# Text block
However, looking at the U.S. market in isolation does not give you the full picture. U.S. numbers alone mask significant differences in EV uptake across geographies and market segments. While sales growth has declined in the U.S., global passenger EV adoption and penetration continues to grow as expected, with market share expected to cross 30% in the next few years.

Not all geographies have experienced growth, with delays in Italy’s EV subsidy purchase program, expiration of subsidies in Germany, and a sector-wide safety test scandal in Japan plaguing sales.

Passenger EV Sales Year-on-Year Change in Select Countries, 1Q 2024

Sustainable Graph

Source: BloombergNEF, MarkLines, Jato Dynamics. Note: Includes battery electric vehicles and plug-in hybrids.

This reduction in sales growth is not isolated to the EV industry alone. In fact, EVs seem to be faring comparatively better than their internal combustion engine (ICE) counterparts.

# Records shown
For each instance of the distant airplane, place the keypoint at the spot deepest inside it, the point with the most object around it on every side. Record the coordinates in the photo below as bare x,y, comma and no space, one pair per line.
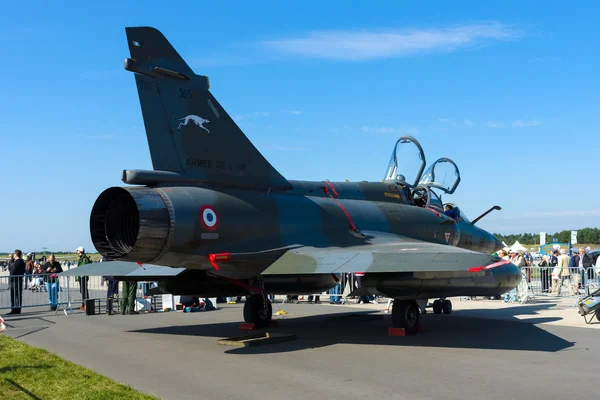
224,222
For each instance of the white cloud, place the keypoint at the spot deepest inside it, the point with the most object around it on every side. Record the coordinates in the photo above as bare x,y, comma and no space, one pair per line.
389,43
283,148
520,124
493,125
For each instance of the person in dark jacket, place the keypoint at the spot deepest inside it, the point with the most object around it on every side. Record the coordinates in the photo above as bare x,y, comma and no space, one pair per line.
83,280
16,271
583,262
50,269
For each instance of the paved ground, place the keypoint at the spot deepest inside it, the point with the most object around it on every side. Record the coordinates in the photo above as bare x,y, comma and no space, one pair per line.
343,352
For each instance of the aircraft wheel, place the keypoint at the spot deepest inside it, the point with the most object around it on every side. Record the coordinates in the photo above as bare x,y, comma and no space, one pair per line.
437,307
447,307
405,314
256,312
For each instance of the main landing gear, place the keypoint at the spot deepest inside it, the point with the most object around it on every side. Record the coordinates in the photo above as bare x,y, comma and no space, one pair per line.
442,306
405,314
257,310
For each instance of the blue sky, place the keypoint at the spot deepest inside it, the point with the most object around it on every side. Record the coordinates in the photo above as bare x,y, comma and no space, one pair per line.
509,91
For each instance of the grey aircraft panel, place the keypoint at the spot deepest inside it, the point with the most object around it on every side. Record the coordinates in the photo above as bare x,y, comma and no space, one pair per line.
122,268
392,253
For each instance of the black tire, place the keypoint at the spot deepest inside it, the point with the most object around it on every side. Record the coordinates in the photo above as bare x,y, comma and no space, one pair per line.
437,307
447,307
405,314
255,311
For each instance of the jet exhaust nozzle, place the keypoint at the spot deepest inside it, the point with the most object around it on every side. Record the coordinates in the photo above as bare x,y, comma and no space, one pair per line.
130,224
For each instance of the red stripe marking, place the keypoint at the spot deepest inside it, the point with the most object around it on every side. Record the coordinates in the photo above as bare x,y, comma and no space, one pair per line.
218,257
348,216
494,265
352,226
435,212
332,188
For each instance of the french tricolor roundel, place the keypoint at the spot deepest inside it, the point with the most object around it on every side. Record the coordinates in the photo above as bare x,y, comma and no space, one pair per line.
209,218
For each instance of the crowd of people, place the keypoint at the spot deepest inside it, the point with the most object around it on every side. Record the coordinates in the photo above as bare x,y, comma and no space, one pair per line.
26,273
557,269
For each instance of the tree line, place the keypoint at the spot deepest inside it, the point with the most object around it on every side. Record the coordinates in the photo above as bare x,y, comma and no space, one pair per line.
586,235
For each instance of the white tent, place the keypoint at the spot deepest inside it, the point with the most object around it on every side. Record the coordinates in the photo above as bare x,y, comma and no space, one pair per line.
518,246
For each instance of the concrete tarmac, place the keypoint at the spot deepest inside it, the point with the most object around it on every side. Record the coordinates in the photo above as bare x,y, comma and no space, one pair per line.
342,352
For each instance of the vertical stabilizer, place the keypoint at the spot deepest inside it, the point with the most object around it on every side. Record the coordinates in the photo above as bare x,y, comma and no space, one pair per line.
187,129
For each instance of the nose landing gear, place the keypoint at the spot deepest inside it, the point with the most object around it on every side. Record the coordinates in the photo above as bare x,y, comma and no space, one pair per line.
405,314
258,310
442,306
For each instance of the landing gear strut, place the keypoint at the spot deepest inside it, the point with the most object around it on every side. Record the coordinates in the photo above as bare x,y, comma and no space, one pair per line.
257,310
405,314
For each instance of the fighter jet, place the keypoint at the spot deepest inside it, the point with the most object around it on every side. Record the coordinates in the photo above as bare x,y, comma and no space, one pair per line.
215,212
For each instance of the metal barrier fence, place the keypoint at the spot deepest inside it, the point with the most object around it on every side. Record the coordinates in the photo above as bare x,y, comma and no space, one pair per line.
41,290
578,282
36,291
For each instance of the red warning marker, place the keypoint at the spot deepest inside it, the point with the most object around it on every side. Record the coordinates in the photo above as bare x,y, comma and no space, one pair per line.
402,331
397,332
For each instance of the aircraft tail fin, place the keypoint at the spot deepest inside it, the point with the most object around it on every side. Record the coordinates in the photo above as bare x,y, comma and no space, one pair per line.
188,131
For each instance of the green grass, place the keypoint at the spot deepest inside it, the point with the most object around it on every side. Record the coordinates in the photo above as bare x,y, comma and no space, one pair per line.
27,372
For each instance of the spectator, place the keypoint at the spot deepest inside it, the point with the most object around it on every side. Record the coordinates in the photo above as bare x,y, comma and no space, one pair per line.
545,274
11,260
51,269
583,262
565,274
83,280
112,292
37,281
16,271
317,299
28,271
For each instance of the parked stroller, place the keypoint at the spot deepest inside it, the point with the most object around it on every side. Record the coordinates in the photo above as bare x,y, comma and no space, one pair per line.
590,304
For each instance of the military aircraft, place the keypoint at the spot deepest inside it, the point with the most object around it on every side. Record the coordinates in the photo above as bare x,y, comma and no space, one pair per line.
218,215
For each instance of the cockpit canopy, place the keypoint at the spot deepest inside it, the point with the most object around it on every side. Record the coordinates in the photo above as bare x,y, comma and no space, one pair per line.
442,174
407,162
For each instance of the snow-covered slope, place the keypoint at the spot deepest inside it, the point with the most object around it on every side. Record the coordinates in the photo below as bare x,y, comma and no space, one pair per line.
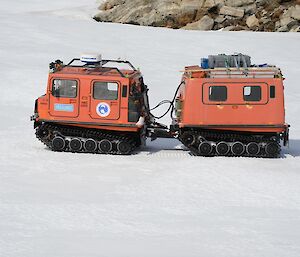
160,202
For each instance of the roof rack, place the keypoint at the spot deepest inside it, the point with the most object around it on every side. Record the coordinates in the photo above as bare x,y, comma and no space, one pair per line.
58,65
251,72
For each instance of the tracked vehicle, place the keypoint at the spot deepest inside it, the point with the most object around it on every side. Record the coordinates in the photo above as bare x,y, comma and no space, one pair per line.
93,106
229,107
226,107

# Complete the following
a) Please repeat the part of the EV sales text starting with "Sustainable Graph" and going on through "engine (ICE) counterparts.".
b) Express the records starting with the line with "For each instance of the roof" and going on through the end of the records as a two-column CSV with columns ask and response, one row per record. Put each value in a single quoted field, with line breaks turned into spaces.
The EV sales text and the records are unrelated material.

# Solutions for each task
a)
Sustainable Graph

Source: BloombergNEF, MarkLines, Jato Dynamics. Note: Includes battery electric vehicles and plug-in hybrids.

This reduction in sales growth is not isolated to the EV industry alone. In fact, EVs seem to be faring comparatively better than their internal combustion engine (ICE) counterparts.

b)
ask,response
"For each instance of the roof rack, place the keypoint at the spot deepest inside it, the point with the most object around it on every side. Record the coordinates in the photo above as bare x,y, comma and no space, one pair per line.","58,65 251,72"
"For each instance of the tracked vehicle, place the keypoint at the spot deepest inside it, the point with the most object around it on every side. Record the coordinates in the photo above as bare x,y, comma and no space, one pair per line.","93,106 229,107 226,107"